Source records
Segment Open

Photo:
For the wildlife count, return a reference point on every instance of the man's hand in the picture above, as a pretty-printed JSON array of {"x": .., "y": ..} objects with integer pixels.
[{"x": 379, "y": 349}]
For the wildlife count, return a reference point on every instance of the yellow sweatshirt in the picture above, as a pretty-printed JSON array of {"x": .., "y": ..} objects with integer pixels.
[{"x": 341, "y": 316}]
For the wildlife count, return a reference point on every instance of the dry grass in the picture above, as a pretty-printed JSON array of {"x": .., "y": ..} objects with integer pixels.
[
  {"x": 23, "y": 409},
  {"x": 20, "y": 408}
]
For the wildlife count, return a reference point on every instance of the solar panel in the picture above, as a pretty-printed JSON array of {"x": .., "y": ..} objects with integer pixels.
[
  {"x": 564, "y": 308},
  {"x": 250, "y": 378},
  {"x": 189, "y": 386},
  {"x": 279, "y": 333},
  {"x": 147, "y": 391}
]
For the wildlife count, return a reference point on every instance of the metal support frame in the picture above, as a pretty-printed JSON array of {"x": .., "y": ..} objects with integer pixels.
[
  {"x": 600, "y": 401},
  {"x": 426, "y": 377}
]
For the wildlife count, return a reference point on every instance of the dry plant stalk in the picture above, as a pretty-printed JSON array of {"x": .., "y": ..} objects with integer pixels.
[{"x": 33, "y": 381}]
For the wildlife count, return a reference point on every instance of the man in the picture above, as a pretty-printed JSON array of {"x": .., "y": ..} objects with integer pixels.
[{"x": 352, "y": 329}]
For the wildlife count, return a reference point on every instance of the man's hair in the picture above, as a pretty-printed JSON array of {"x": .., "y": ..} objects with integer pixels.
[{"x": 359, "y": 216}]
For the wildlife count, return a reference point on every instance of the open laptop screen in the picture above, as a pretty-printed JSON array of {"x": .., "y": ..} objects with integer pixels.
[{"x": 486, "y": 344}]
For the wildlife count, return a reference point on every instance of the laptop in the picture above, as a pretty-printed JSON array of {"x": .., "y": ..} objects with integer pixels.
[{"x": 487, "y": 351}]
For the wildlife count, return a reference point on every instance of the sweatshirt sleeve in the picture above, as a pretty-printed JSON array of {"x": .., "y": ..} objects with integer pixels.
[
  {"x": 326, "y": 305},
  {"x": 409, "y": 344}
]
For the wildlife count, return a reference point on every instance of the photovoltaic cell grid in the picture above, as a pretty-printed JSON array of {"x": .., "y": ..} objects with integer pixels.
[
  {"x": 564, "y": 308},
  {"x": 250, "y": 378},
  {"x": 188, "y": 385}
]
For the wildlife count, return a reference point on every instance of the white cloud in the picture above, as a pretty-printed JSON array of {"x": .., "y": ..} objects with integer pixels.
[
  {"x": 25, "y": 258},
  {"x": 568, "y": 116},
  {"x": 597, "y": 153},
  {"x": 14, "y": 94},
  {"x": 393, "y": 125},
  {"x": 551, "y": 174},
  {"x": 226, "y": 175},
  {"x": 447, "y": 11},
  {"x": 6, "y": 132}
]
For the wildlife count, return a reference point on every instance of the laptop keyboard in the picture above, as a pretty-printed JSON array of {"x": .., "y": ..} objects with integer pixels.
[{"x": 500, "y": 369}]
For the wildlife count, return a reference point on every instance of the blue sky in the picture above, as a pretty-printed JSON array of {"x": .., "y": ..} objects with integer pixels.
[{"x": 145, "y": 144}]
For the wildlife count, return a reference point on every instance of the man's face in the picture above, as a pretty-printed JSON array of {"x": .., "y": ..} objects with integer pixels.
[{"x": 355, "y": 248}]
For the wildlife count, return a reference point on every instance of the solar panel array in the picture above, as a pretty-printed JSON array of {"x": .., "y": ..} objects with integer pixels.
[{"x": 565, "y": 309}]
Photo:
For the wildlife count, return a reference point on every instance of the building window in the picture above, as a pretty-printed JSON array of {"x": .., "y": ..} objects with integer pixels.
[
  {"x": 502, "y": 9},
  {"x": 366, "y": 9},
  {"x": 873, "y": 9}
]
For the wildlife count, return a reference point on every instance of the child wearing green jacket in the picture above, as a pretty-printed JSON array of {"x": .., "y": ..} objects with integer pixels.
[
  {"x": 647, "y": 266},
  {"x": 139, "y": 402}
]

Segment Closed

### ABOUT THIS TASK:
Nothing but the lines from the one with "of the building" through the final line of the data belongs in the answer, and they must match exactly.

### OUTPUT BELOW:
For the wildlife count, return a reference point on every instance of the building window in the picture above, as a pretty-printed JSON array of {"x": .., "y": ..} objects with integer pixels.
[
  {"x": 502, "y": 9},
  {"x": 366, "y": 9},
  {"x": 873, "y": 9}
]
For the wildlife count, return a reference point on every instance of the child wearing green jacket in the picture above, as a pretty-printed JSON array of {"x": .., "y": ..} objects with integer pixels.
[
  {"x": 647, "y": 266},
  {"x": 139, "y": 402}
]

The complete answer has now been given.